*What is expected*.
An image-free reproduction of the data below is needed: print it exactly.

= = = = = = =

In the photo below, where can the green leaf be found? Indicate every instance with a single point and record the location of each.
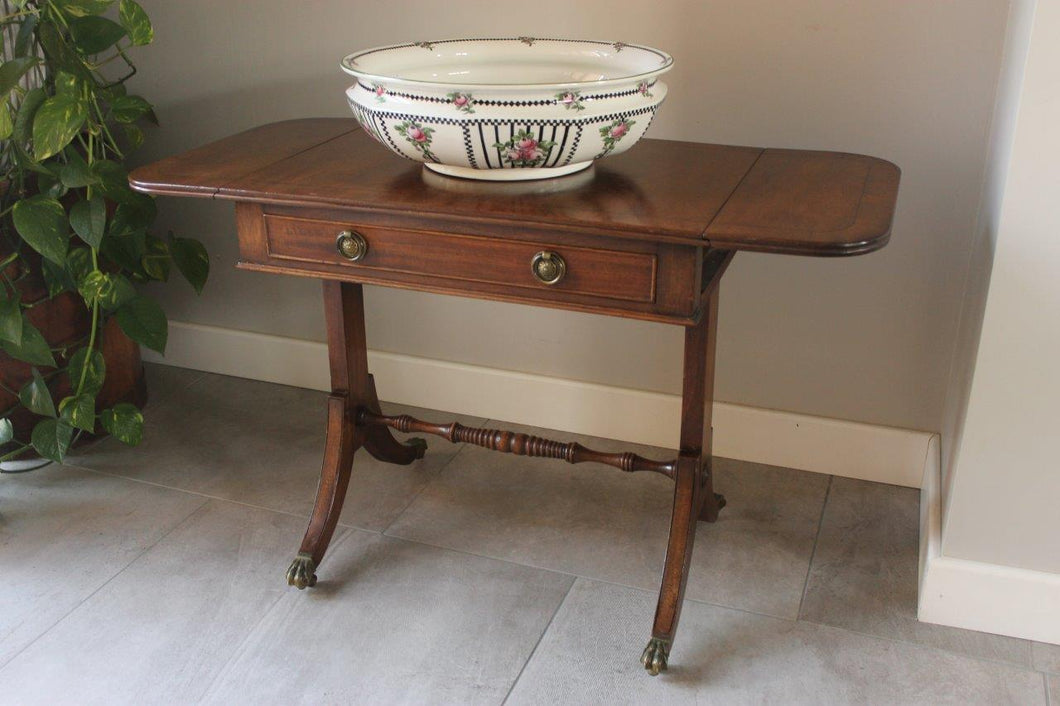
(93, 34)
(32, 348)
(129, 108)
(12, 71)
(76, 173)
(56, 123)
(36, 396)
(143, 320)
(192, 260)
(56, 278)
(120, 292)
(27, 111)
(80, 411)
(83, 7)
(136, 22)
(25, 37)
(52, 438)
(93, 286)
(93, 376)
(6, 122)
(135, 215)
(156, 262)
(42, 224)
(115, 181)
(89, 219)
(11, 320)
(124, 422)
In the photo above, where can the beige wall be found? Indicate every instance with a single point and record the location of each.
(1005, 484)
(867, 338)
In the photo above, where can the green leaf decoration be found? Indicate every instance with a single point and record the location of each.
(25, 38)
(11, 320)
(93, 34)
(84, 7)
(89, 219)
(32, 348)
(6, 122)
(93, 286)
(136, 22)
(80, 411)
(56, 278)
(51, 438)
(143, 320)
(93, 376)
(129, 108)
(36, 396)
(120, 292)
(12, 71)
(41, 222)
(124, 422)
(115, 181)
(192, 260)
(27, 111)
(156, 261)
(56, 123)
(135, 215)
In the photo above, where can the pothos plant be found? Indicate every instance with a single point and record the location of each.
(67, 123)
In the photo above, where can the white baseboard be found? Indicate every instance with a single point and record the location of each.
(990, 598)
(763, 436)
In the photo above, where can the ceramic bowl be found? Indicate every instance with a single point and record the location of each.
(507, 108)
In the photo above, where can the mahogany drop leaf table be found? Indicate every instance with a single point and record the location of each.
(647, 234)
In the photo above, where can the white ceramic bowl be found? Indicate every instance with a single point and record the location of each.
(507, 108)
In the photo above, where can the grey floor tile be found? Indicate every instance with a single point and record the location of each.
(1046, 658)
(162, 381)
(161, 631)
(600, 523)
(65, 532)
(864, 575)
(395, 622)
(261, 444)
(590, 655)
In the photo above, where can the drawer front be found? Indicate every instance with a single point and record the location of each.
(610, 274)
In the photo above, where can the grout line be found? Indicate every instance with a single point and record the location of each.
(103, 585)
(540, 639)
(813, 552)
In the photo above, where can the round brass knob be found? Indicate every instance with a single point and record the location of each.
(548, 267)
(351, 245)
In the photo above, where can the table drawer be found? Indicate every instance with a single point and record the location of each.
(626, 276)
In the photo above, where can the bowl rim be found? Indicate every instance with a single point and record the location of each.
(348, 60)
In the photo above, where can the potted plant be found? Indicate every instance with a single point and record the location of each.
(74, 237)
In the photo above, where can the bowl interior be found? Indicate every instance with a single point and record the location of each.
(515, 62)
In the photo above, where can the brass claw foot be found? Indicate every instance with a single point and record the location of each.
(419, 444)
(655, 655)
(301, 571)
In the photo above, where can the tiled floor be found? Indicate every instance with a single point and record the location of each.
(155, 576)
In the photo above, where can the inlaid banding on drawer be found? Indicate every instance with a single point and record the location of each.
(614, 275)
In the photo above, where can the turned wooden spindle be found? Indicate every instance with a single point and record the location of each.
(519, 444)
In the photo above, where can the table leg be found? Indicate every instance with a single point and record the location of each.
(351, 387)
(693, 496)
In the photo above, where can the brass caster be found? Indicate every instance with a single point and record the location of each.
(655, 655)
(301, 572)
(419, 444)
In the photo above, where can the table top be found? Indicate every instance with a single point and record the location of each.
(740, 198)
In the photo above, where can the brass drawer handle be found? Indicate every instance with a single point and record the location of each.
(548, 267)
(351, 245)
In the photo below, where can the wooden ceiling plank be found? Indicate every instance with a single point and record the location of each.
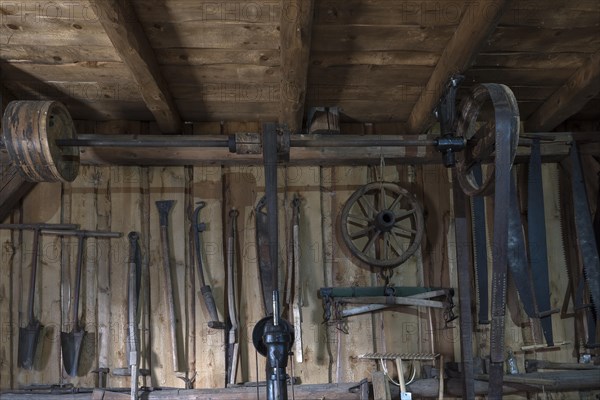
(296, 32)
(478, 22)
(127, 35)
(583, 86)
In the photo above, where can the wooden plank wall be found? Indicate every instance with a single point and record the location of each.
(122, 199)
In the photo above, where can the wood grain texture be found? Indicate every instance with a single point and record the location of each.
(581, 87)
(133, 47)
(478, 22)
(296, 33)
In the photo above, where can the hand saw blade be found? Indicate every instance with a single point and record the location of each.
(264, 258)
(585, 230)
(517, 253)
(480, 243)
(536, 235)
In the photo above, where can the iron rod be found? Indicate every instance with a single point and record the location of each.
(359, 141)
(149, 141)
(98, 234)
(41, 227)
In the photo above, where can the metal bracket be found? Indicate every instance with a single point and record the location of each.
(448, 144)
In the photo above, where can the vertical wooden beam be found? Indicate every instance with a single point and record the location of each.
(582, 86)
(129, 39)
(296, 30)
(478, 22)
(13, 187)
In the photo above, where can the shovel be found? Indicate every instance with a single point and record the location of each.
(70, 342)
(28, 336)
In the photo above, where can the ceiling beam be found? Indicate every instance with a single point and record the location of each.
(296, 31)
(129, 39)
(570, 98)
(478, 22)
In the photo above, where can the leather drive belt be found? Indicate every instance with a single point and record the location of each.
(534, 293)
(585, 231)
(507, 122)
(538, 249)
(504, 139)
(480, 242)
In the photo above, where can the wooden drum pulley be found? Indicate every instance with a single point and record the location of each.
(490, 108)
(30, 130)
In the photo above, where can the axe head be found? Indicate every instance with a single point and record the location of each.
(164, 207)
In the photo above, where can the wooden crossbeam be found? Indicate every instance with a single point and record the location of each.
(478, 22)
(120, 22)
(581, 87)
(296, 29)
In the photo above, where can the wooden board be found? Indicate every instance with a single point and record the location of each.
(122, 199)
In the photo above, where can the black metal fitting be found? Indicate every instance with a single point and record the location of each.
(448, 145)
(278, 340)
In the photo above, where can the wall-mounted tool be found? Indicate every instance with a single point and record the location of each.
(378, 298)
(297, 301)
(135, 276)
(498, 136)
(29, 335)
(382, 224)
(205, 290)
(274, 332)
(265, 273)
(164, 208)
(585, 232)
(398, 358)
(70, 342)
(232, 348)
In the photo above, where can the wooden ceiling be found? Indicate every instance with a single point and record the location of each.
(378, 60)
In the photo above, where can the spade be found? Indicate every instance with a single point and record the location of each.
(29, 335)
(70, 342)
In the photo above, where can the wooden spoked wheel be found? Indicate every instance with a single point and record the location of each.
(382, 224)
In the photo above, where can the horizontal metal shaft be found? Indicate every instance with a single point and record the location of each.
(99, 234)
(225, 141)
(41, 227)
(359, 141)
(147, 141)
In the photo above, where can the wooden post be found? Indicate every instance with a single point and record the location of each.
(296, 29)
(478, 22)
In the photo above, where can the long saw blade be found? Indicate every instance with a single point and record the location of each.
(536, 234)
(480, 243)
(517, 253)
(585, 230)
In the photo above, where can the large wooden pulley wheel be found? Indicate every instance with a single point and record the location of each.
(30, 130)
(490, 110)
(382, 224)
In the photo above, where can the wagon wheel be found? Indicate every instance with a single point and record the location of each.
(382, 224)
(489, 108)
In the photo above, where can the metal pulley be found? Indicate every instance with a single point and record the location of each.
(480, 114)
(30, 131)
(382, 224)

= = = = = = =

*Solution to this exercise*.
In the photo below, where can the green leaf be found? Indicate every instance with a single point and record the location of each.
(93, 34)
(32, 348)
(129, 108)
(12, 71)
(76, 173)
(56, 123)
(36, 396)
(143, 320)
(192, 260)
(56, 278)
(120, 292)
(27, 111)
(80, 411)
(83, 7)
(136, 22)
(25, 37)
(52, 438)
(93, 286)
(93, 376)
(6, 122)
(135, 215)
(156, 262)
(42, 224)
(115, 181)
(89, 219)
(11, 320)
(124, 422)
In the photo above, where can the beige wall be found? Indicate every instance with a single point and record the location of each.
(1005, 484)
(867, 338)
In the photo above, where can the green leaf decoration be found? Indicate every instance with a single point and record the location of each.
(25, 38)
(11, 320)
(93, 34)
(84, 7)
(89, 219)
(32, 348)
(6, 122)
(93, 286)
(136, 22)
(80, 411)
(56, 278)
(51, 438)
(143, 320)
(93, 376)
(129, 108)
(36, 396)
(120, 292)
(12, 71)
(41, 222)
(124, 422)
(115, 181)
(192, 260)
(27, 111)
(156, 261)
(56, 123)
(135, 215)
In the photo above, where can the pothos plant be found? Indicate every instance with a single point and record the location of each.
(67, 123)
In the photo above, where can the white baseboard be found? Indicate every instance with a single point and record the location of each.
(990, 598)
(763, 436)
In the photo above, where can the ceramic bowl be found? Indicate every instance with a single point and record the location of each.
(507, 108)
In the photo above, where can the mahogany drop leaf table be found? Indicate every instance with a single point and record the location of each.
(647, 234)
In the photo above, where can the white ceramic bowl be found? Indicate every instance with a single point and record the location of each.
(507, 108)
In the photo above, where can the grey floor tile be found? Indicate every instance with a single point and record the location of each.
(1046, 658)
(162, 381)
(161, 631)
(600, 523)
(65, 532)
(864, 575)
(395, 622)
(261, 444)
(590, 655)
In the photo above, where can the drawer front be found? Indicate every instance with a single point and record the location of each.
(610, 274)
In the photo above, where can the grout line be found? Indicate every instance with a single point and record the location of each.
(103, 585)
(540, 639)
(813, 552)
In the photo above, where can the round brass knob be found? Indicate every instance with a single point and record the location of each.
(548, 267)
(351, 245)
In the photo above, where can the table drawer be found? Indicate every instance with a single point and record the location of each.
(626, 276)
In the photo above, where can the bowl rim be found? Indicate every instance with a single point and record the location of each.
(348, 60)
In the photo above, where can the potted plant be found? Indicate every instance with a single point and record the location of each.
(74, 237)
In the photo above, where can the bowl interior be found? Indicate every instance with a single point and record the location of each.
(515, 62)
In the photo above, where can the brass claw foot be found? Indicate every instance with a single point and record the location of each.
(419, 444)
(655, 655)
(301, 571)
In the photo above, where can the tiled floor be found? Indicate every instance with a single point and record the location of each.
(155, 576)
In the photo above, where can the inlaid banding on drawer be found? Indicate every instance with a single point and record the location of each.
(614, 275)
In the photo above, where can the turned wooden spindle be found? Indicate every instance with a single point and record the location of each.
(519, 444)
In the photo above, where can the table leg be found? Indicate every instance with a single point and record the location of each.
(351, 387)
(693, 496)
In the photo above, where can the brass caster be found? Indicate every instance with a single point and record the location of each.
(655, 655)
(301, 572)
(419, 444)
In the photo above, where can the table top be found? Indicate every instance with a single point and record the location of each.
(740, 198)
In the photo above, where can the brass drawer handle be found? Indicate every instance with a single point and record the location of each.
(548, 267)
(351, 245)
In the photo below, where can the wooden ceiling plank be found? Indicate every instance with a single point and record the location of each.
(296, 32)
(478, 22)
(127, 35)
(583, 86)
In the photo above, where can the wooden plank wall be found? Indicate every instance with a single point and record the location of each.
(122, 199)
In the photo above, where can the wood grain texture be found? Indicate every instance with a single point and record the location of each.
(581, 87)
(133, 47)
(478, 22)
(296, 33)
In the photo above, where can the hand saw blade be found? Indicate every instance with a single point and record the location of each.
(264, 258)
(585, 230)
(517, 253)
(480, 243)
(536, 235)
In the photo above, where can the iron rod be found? Indicate every instance with a single point and record the location of each.
(359, 141)
(149, 141)
(98, 234)
(41, 227)
In the photo above, where can the metal bracket be found? Indicate every instance with a single point and record the location of each.
(448, 144)
In the photo above, where can the vertical wooden beam be found? Indicate every instance with a single point and record the location of each.
(582, 86)
(129, 39)
(296, 30)
(478, 22)
(13, 187)
In the photo above, where can the shovel be found? Indicate every instance with a single point and record the location of each.
(70, 342)
(28, 336)
In the photo above, where can the ceiling beam be found? Indicate every instance with a single point and record the location of each.
(296, 31)
(129, 39)
(570, 98)
(478, 22)
In the photo above, where can the leather drive belt be found? Indicate every instance with a single point and record the location of each.
(534, 293)
(585, 231)
(507, 122)
(538, 249)
(504, 139)
(480, 242)
In the photo above, where can the wooden drum pulley be found? Indicate every instance with a single point and record the location of each.
(490, 108)
(30, 130)
In the photo above, where can the axe head be found? Indicate every instance with a single point and record the location of each.
(164, 207)
In the photo above, where can the wooden crossbeam be found? Indicate every instance with a single point and record the location of each.
(478, 22)
(120, 22)
(581, 87)
(296, 29)
In the photo above, where can the wooden board be found? Indicate every instance with a single point and record the location of each.
(122, 199)
In the photo above, where can the black metal fitting be found? Indicate every instance with a single point and record the location of each.
(448, 145)
(278, 340)
In the photo above, where can the wall-mounted tool be found? Indicate every instance with a single point and record the location of each.
(378, 298)
(297, 301)
(135, 276)
(498, 136)
(29, 335)
(382, 224)
(205, 290)
(274, 332)
(265, 273)
(164, 208)
(585, 232)
(398, 358)
(70, 342)
(232, 348)
In the photo above, where can the wooden ceiling be found? Indicate every instance with a single point and record the location of each.
(378, 60)
In the photo above, where can the spade be found? Indicate every instance with a single point and record the location of each.
(29, 335)
(70, 342)
In the photo above, where can the wooden spoked wheel be found? Indicate every instance with a single point and record the location of each.
(382, 224)
In the photo above, where can the horizontal metal shaft be found? Indicate every instance with a single point and record the location of each.
(99, 234)
(225, 141)
(41, 227)
(359, 141)
(147, 141)
In the photo above, where can the wooden post be found? Indicate every instance with a single point and record the location of each.
(296, 29)
(478, 22)
In the photo above, where can the long saw blade be found? Indicate every instance with a single point and record the location of each.
(536, 234)
(480, 243)
(517, 253)
(585, 230)
In the photo above, where can the large wooden pulley wheel be found? Indicate every instance with a single point and record the location of each.
(30, 130)
(490, 110)
(382, 224)
In the photo above, where can the wagon wheel be found? Indicate every instance with a single point and record the location of each.
(382, 224)
(489, 108)
In the photo above, where can the metal pulley be found? Indicate every instance with a single point and record the location of each.
(480, 114)
(30, 131)
(382, 224)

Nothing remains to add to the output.